Brief: What you return should be exactly the lines from the one containing "If you could locate the man's hat" down to the final line of the listing, with nothing else.

The records:
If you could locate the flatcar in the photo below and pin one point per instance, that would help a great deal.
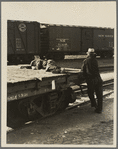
(28, 38)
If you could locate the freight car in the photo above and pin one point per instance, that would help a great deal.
(26, 39)
(33, 94)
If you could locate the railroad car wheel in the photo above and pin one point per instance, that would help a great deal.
(27, 109)
(109, 55)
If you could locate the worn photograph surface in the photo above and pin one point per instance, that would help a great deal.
(58, 74)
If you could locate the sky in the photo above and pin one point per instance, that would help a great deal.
(99, 14)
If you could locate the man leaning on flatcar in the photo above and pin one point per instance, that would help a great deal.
(93, 79)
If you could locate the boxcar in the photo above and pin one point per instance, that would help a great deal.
(23, 40)
(62, 40)
(26, 39)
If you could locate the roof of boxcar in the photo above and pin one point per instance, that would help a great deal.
(59, 25)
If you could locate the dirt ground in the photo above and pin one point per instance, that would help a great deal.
(79, 126)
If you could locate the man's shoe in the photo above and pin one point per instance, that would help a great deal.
(94, 105)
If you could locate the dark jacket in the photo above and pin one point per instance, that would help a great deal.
(90, 67)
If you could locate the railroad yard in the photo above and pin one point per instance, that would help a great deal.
(78, 124)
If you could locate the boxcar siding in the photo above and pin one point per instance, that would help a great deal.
(23, 39)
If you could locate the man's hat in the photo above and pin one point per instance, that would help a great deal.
(91, 51)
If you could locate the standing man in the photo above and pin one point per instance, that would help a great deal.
(94, 82)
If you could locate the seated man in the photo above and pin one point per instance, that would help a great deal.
(36, 63)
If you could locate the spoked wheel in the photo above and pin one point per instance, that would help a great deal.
(27, 110)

Finished task:
If you could locate the man's hat in the photo above and pin one point per instance, that would help a great deal.
(91, 51)
If you could locate the standing man in the photo above and pin one point per instance, that would help a great deal.
(94, 82)
If you could locate the seated man in the photo above and pin one point per instance, that would help a great deal.
(36, 63)
If you could locate the spoked wheel in the photo above and pin one point per instance, that would help a great deal.
(27, 110)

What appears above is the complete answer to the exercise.